== Page

>But Winslow, regarding transcribing Poppers dizzying >licks, whether or not he played with or without >"rhythmic intention", he still played a certain >number of notes in a measure, and those notes have a >proportional relationship to one another, right?
It isn't that cut and dried.
The notes' relationships to *each *other may or may not submit to easy or precise measurement, and their relationship to the underlying beat of the accompaniment may be elusive in the extreme.
I have done painstaking transcriptions of John Popper, Toots Thielemans and Django Reinhardt (mostly his unaccompanied solo pieces). All of them exhibit this fluidity at times. Sometimes this is on the too-fast-to-think basis I mentioned earlier, and some of it is very clearly intentional (Toots, especially, comes up with complete counter-rhythmic microcosms that sound perfectly logical yet are devilishly difficult to relate to the underlying beat).
A certain number of notes in a measure? Again, it's not always that simple. Let's say the player begins a passage with a note that starts somewhere in the last half of the second beat (in the cracks between the 16th notes), carrying it over into the next beat, then continues over the next three measures to play notes that never touch down on the beat or on any discernible division of the beat, and ends it somewhere in the first half of the first beat of the next measure. This phrase straddles a total of four measures. The notes *among *themselves seem to have an internal rhythmic consistency, even though some are shorter and some longer. Over the course of 14 beats, we hear 19 notes - and remember, none touches down on an identifiable part of the beat.
Ugly, huh? Yet stuff like that comes up frequently in the stuff I transcribe. This ain't Walter Horton slammin' magisterially on all three parts of a triplet shuffle beat.
I could bracket the whole mess with a 19:14 tuplet (i.e. play 19 notes of equal value in the space of 14) but what human performer can accurately reproduce that?
Maybe I could define the shorter notes with a smaller value relative to the other notes and get the ratio down to 18:14? 17:14? Even if I could finagle 16 in the space of 14, that still boils down to 8 in the space of 7 - not exactly intuitive.

====

Set exercise 1: Change the post on transcribing solos from "I could bracket" to "not exactly intuitive.", replacing "finagle" with "squeeze".
Set exercise 2: Rewrite the paragraph of the post on transcribing solos that begins "I have done painstaking transcriptions" as a bulleted list, keeping its main facts.
These records have no connection to the post on transcribing solos.

== Material shown

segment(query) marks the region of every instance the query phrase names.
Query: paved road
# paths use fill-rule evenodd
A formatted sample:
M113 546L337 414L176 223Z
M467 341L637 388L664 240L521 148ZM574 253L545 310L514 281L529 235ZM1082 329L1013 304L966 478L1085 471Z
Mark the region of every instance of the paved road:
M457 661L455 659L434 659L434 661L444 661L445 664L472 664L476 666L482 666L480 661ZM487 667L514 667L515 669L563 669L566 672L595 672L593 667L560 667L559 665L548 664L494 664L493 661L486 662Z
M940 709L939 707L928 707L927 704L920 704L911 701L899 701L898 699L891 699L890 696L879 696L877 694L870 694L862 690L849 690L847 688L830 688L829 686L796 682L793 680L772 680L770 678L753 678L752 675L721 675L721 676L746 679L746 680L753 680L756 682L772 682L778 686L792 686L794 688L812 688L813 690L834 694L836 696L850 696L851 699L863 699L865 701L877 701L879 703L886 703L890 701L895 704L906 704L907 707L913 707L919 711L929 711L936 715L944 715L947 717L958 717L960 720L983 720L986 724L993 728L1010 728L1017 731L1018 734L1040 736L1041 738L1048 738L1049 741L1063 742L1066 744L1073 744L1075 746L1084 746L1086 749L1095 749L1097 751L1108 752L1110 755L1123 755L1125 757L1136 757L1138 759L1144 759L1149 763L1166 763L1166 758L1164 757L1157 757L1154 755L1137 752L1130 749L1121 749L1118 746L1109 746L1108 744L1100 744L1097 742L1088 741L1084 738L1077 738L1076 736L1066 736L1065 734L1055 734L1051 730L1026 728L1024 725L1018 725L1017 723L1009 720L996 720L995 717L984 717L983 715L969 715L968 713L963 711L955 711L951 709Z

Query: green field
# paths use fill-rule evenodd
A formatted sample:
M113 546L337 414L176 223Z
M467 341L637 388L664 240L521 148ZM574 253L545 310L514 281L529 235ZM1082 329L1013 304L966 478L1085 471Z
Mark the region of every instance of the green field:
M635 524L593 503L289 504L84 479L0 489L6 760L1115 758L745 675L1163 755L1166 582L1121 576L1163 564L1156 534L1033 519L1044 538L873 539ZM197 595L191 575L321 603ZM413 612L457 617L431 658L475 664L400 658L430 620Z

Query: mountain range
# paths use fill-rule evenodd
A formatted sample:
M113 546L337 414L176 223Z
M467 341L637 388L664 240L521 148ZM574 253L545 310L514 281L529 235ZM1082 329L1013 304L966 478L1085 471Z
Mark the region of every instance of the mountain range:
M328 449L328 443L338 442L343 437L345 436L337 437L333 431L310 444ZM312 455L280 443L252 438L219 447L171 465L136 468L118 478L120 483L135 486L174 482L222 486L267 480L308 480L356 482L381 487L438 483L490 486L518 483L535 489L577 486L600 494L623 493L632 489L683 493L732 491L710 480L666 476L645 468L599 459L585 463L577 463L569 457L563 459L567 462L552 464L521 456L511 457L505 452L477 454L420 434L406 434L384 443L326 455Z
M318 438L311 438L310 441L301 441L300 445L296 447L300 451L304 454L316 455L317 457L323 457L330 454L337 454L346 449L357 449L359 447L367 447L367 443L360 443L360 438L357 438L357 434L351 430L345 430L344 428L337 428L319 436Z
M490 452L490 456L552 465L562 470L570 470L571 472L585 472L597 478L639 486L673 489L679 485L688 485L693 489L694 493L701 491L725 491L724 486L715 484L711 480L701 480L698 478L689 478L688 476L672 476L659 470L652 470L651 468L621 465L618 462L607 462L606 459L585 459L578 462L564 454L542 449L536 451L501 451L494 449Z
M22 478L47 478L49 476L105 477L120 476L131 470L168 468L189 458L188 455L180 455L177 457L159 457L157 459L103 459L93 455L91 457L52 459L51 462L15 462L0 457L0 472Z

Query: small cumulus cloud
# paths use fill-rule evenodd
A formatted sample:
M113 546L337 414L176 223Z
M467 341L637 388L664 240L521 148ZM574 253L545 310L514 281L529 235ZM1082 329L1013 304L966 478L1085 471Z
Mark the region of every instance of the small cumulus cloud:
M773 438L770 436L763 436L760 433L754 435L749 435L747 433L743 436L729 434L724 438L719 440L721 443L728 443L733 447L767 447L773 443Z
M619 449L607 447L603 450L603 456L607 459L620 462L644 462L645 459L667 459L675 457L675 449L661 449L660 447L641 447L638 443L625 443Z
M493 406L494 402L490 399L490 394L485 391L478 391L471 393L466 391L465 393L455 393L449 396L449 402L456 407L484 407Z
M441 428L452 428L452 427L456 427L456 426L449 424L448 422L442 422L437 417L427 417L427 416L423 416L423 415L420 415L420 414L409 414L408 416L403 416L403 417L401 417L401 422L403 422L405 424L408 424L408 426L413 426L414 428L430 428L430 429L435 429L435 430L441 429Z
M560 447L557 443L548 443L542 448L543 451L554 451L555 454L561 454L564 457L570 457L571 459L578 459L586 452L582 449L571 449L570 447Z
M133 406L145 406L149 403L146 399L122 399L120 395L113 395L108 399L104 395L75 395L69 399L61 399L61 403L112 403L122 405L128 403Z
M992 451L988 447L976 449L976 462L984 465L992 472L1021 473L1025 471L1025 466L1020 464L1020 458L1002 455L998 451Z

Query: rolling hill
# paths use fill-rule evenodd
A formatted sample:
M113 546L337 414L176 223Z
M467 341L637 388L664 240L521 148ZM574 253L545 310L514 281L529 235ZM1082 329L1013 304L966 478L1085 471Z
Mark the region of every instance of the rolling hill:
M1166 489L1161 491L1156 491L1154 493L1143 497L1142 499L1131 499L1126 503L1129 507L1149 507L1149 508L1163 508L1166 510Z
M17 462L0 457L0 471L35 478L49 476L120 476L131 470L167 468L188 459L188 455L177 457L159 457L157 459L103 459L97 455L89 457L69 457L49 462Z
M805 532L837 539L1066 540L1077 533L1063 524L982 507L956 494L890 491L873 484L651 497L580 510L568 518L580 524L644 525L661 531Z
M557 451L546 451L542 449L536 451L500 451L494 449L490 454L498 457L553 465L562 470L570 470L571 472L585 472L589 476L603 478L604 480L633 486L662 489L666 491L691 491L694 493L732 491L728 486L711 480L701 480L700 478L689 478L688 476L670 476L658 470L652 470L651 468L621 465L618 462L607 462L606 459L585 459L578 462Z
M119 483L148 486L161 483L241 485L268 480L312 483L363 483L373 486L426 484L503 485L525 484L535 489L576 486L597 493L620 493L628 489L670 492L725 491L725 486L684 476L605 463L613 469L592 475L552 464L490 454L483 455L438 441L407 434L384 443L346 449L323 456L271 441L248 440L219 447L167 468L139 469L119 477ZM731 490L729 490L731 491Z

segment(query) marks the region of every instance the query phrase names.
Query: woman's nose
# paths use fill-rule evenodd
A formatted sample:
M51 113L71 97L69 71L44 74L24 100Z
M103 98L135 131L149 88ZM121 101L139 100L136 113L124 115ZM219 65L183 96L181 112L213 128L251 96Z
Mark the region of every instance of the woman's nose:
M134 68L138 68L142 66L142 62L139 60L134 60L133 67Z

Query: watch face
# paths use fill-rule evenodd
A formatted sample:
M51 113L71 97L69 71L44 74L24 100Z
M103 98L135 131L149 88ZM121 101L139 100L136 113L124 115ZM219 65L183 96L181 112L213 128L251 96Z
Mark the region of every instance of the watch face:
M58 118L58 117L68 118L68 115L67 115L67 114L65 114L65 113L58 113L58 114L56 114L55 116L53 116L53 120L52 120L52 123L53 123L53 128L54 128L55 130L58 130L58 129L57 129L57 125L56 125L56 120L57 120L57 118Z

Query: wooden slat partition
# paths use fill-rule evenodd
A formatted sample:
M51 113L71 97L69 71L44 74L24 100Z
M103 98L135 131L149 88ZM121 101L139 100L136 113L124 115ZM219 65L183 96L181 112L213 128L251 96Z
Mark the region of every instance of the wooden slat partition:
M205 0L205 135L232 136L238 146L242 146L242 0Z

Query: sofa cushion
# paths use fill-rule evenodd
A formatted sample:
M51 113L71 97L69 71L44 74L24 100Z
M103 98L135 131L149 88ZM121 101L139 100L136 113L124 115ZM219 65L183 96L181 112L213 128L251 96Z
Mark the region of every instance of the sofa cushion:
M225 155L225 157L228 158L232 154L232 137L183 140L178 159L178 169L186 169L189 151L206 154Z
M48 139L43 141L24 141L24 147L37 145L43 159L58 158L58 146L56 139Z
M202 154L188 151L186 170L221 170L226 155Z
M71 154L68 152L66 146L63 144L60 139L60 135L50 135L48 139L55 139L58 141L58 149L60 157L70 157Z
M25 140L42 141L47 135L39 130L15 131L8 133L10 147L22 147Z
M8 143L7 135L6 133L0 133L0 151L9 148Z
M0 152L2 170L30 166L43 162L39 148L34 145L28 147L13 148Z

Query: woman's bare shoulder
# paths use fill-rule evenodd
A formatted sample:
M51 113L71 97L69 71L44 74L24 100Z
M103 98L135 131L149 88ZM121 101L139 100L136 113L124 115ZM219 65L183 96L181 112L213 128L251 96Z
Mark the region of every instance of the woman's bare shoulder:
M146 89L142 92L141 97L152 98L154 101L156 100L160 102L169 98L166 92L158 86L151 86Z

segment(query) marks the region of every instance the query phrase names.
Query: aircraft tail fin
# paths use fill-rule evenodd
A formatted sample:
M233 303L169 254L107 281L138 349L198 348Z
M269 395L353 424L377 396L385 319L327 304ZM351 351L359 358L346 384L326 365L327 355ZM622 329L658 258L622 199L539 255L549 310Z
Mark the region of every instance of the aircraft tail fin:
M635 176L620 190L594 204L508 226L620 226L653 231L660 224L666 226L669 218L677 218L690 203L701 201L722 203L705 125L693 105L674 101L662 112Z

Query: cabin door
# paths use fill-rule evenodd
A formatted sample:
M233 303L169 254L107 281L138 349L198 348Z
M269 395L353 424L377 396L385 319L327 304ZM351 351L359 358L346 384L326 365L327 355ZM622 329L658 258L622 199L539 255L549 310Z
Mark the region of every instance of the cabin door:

====

Correct result 1:
I could bracket the whole mess with a 19:14 tuplet (i.e. play 19 notes of equal value in the space of 14) but what human performer can accurately reproduce that?
Maybe I could define the shorter notes with a smaller value relative to the other notes and get the ratio down to 18:14? 17:14? Even if I could squeeze 16 in the space of 14, that still boils down to 8 in the space of 7 - not exactly intuitive.

Correct result 2:
- The writer has done painstaking transcriptions of John Popper, Toots Thielemans and Django Reinhardt, mostly Reinhardt's unaccompanied solo pieces.
- All three players sometimes show rhythmic fluidity.
- Some of this fluidity comes from playing too fast to think, and some is clearly intentional.
- Toots especially creates counter-rhythmic passages that sound perfectly logical but are very hard to relate to the underlying beat.